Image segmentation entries
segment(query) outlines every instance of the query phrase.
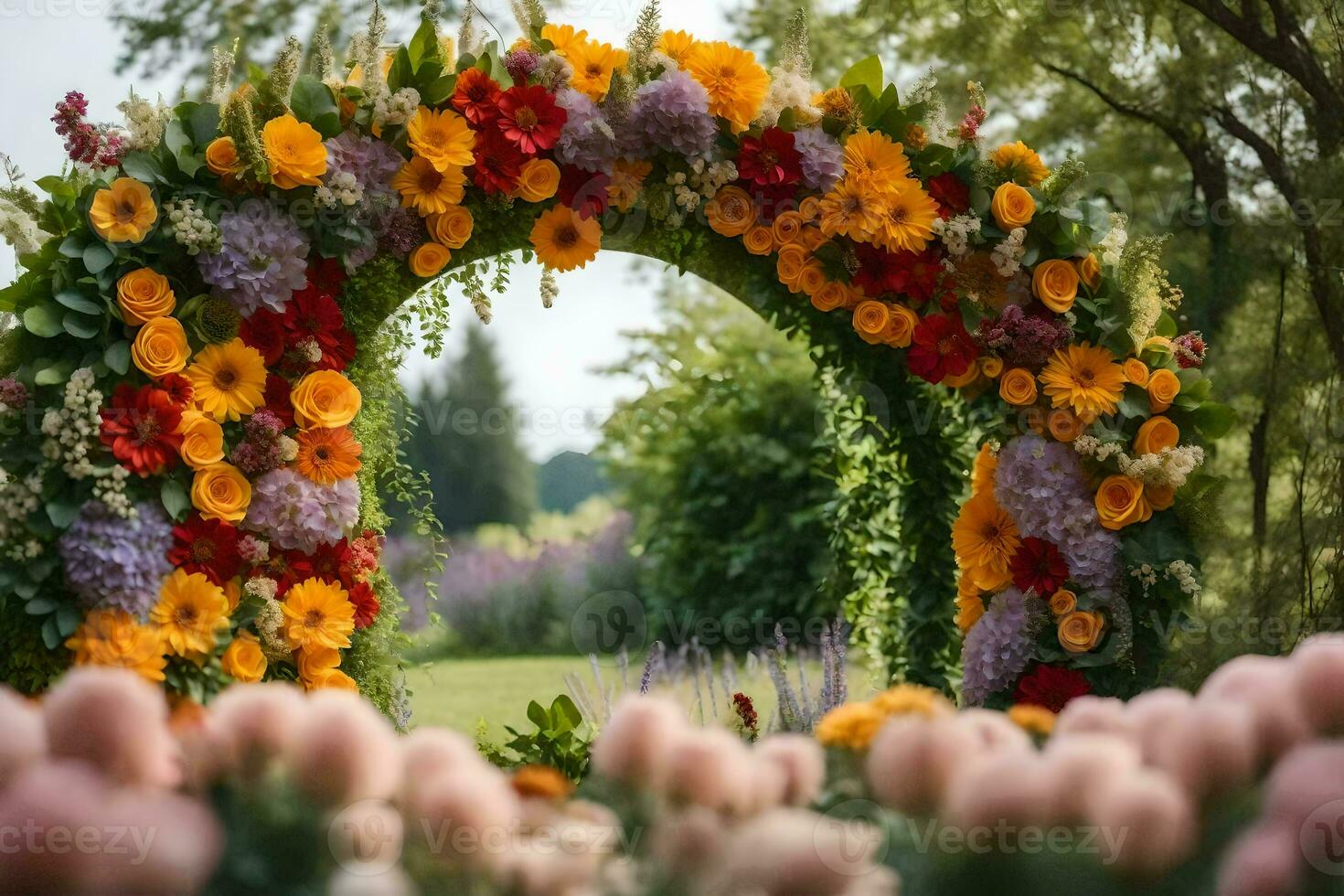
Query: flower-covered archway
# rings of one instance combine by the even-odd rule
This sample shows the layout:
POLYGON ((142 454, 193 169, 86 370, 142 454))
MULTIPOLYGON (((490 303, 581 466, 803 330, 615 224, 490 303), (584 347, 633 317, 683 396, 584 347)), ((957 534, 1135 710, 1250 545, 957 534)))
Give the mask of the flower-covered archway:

§ WORK INSTRUCTIONS
Revise the records by swapping every "instance" for "object" and keeping all else the same. Leave the pictures out of your answer.

§ EXERCISE SOLUTION
segment(query) outlines every object of the query phrase.
Query: flower-covered archway
# rings of one object combine by the even-odd rule
This sample shows the layout:
POLYGON ((142 454, 193 169, 86 370, 142 454))
MULTIPOLYGON (((490 303, 581 466, 803 330, 615 224, 490 303), (584 347, 633 317, 683 396, 584 347)), ((957 534, 1135 710, 1250 545, 957 534)))
Give the mask of the flower-covered archway:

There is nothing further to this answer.